* AUFGABEN *
a) Was fand Nevrion laut dem Forenthread zum Dungeons-&-Dragons-Trailer im Trailer unpassend?
b) Entnimm dem Forenthread zum Dungeons-&-Dragons-Trailer den Abschnitt von „## McDrake (22.“ bis einschließlich „Pen & Paper -Spieler.“ und gib ihn wortgetreu wieder.
c) Schreibe den Forenthread zum Dungeons-&-Dragons-Trailer im Anschluss an seinen letzten Satz weiter.
====== VORGEGEBENER TEXT
# Dungeons & Dragons wird zum Film: Seht den genialen ersten Trailer!



## Marc Schmidt (22. Juli 2022)

Jetzt ist Deine Meinung zu *Dungeons & Dragons wird zum Film: Seht den genialen ersten Trailer!* gefragt.

					Bitte beachtet: Der Kommentarbereich wird gemäß der Forenregeln moderiert.

__ Zum Artikel: *Dungeons & Dragons wird zum Film: Seht den genialen ersten Trailer!*


Dir ist ein Fehler im Artikel aufgefallen? Dann zögere nicht uns deine Entdeckung im Feedback-Thread zu Artikeln mitzuteilen.


----------



## Nevrion (22. Juli 2022)

Obwohl ich jetzt im Trailer nichts gesehen habe, was mich komplett abgestoßen hat, fand ich den Soundtrack im Trailer irgendwie unpassend. Man stelle sich Herr der Ringe Trailer in solch einem Sound-Gefüge vor. Irgendwie passte das nicht so recht in die Fantasy-Ebene, in der Dungeon & Dragons eigentlich gehen sollte. Aber erst mal abwarten. Könnte nächstes Jahr tatsächlich einen Kino-Besuch wert sein.


----------



## McDrake (22. Juli 2022)

Nevrion schrieb:


> Obwohl ich jetzt im Trailer nichts gesehen habe, was mich komplett abgestoßen hat, fand ich den Soundtrack im Trailer irgendwie unpassend. Man stelle sich Herr der Ringe Trailer in solch einem Sound-Gefüge vor. Irgendwie passte das nicht so recht in die Fantasy-Ebene, in der Dungeon & Dragons eigentlich gehen sollte. Aber erst mal abwarten. Könnte nächstes Jahr tatsächlich einen Kino-Besuch wert sein.


Allerdings "passt" der Soundtrack hier eher als zu Lotr.
D&D nimmt sich selber nicht zu ernst und im Prinzip kann die Musik ja laufen im Leben der Pen & Paper -Spieler.


----------



## Chroom (22. Juli 2022)

Nevrion schrieb:


> Obwohl ich jetzt im Trailer nichts gesehen habe, was mich komplett abgestoßen hat, fand ich den Soundtrack im Trailer irgendwie unpassend. Man stelle sich Herr der Ringe Trailer in solch einem Sound-Gefüge vor. Irgendwie passte das nicht so recht in die Fantasy-Ebene, in der Dungeon & Dragons eigentlich gehen sollte. Aber erst mal abwarten. Könnte nächstes Jahr tatsächlich einen Kino-Besuch wert sein.
============
====== AUSGANGSDATEN
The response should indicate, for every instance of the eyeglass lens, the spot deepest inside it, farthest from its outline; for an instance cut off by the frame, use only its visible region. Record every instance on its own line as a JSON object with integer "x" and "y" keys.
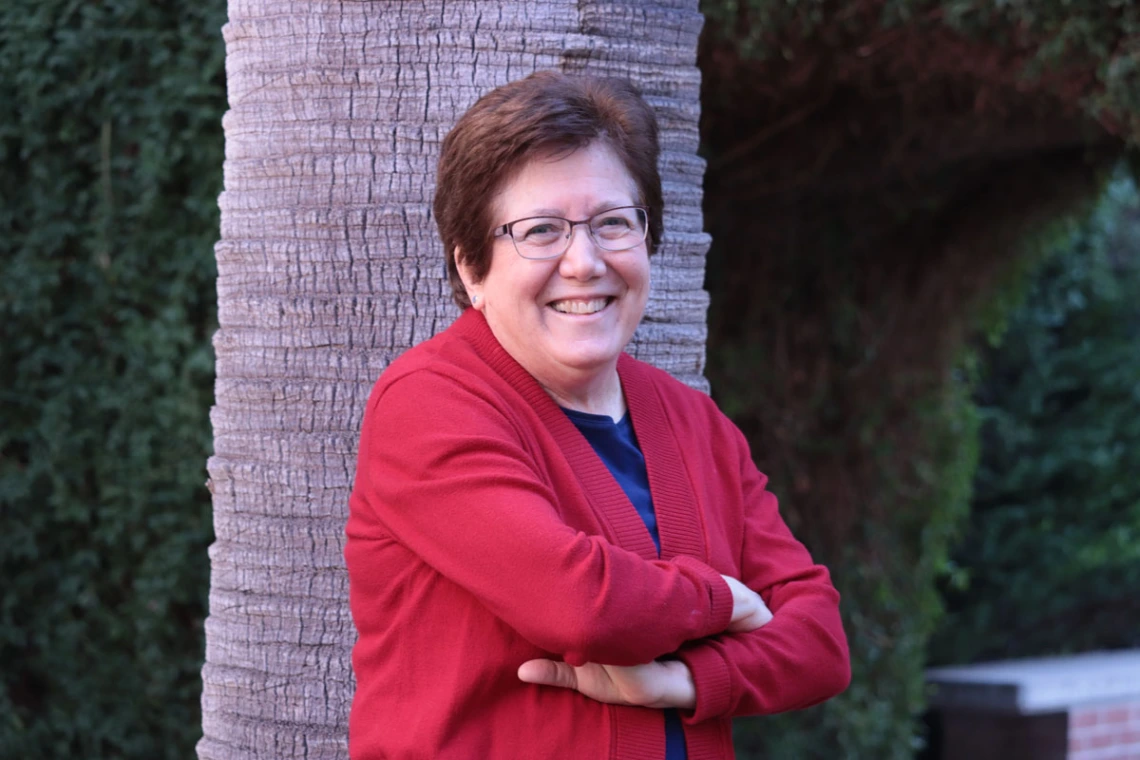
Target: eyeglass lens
============
* ANTWORTEN JE AUFGABE *
a) Den Soundtrack.

b)
## McDrake (22. Juli 2022)

Nevrion schrieb:


> Obwohl ich jetzt im Trailer nichts gesehen habe, was mich komplett abgestoßen hat, fand ich den Soundtrack im Trailer irgendwie unpassend. Man stelle sich Herr der Ringe Trailer in solch einem Sound-Gefüge vor. Irgendwie passte das nicht so recht in die Fantasy-Ebene, in der Dungeon & Dragons eigentlich gehen sollte. Aber erst mal abwarten. Könnte nächstes Jahr tatsächlich einen Kino-Besuch wert sein.


Allerdings "passt" der Soundtrack hier eher als zu Lotr.
D&D nimmt sich selber nicht zu ernst und im Prinzip kann die Musik ja laufen im Leben der Pen & Paper -Spieler.

c)
Led Zeppelin geht immer  

Edit: Hat From Software die Idee mit den Mimic Kisten von D&D geklaut oder umgekehrt oder ganz anders?


----------



## Spiritogre (22. Juli 2022)

Hmm, mal abwarten. Der Trailer sieht schon geil aus.
Was die Musik angeht, das kann funktionieren, hat es bei Ritter aus Leidenschaft mit Heath Ledger damals ja auch, was dem Film dann allerdings gleichzeitig auch immer etwas Seriosität nimmt.

Bei der ersten "Trilogie" (die Filme hatten nichts miteinander zu tun und entstanden auch mit vielen Jahren Abstand)  fand ich übrigens den ersten Teil richtig gut, er hat halt nur grottige CGI gehabt (die wirklich dem Film einiges an Schaden zufügte). Aus heutiger Sicht wird den meisten jedoch der 90er Humor nicht gefallen und einige werden sicher auch über Rassismus und Sexismus schimpfen (der schwarze Sidekick war halt der Comedy Relief und die sexy Elfe mit großer Oberweite würde den Spießern heute die Schamesröte auf die Wangen treiben.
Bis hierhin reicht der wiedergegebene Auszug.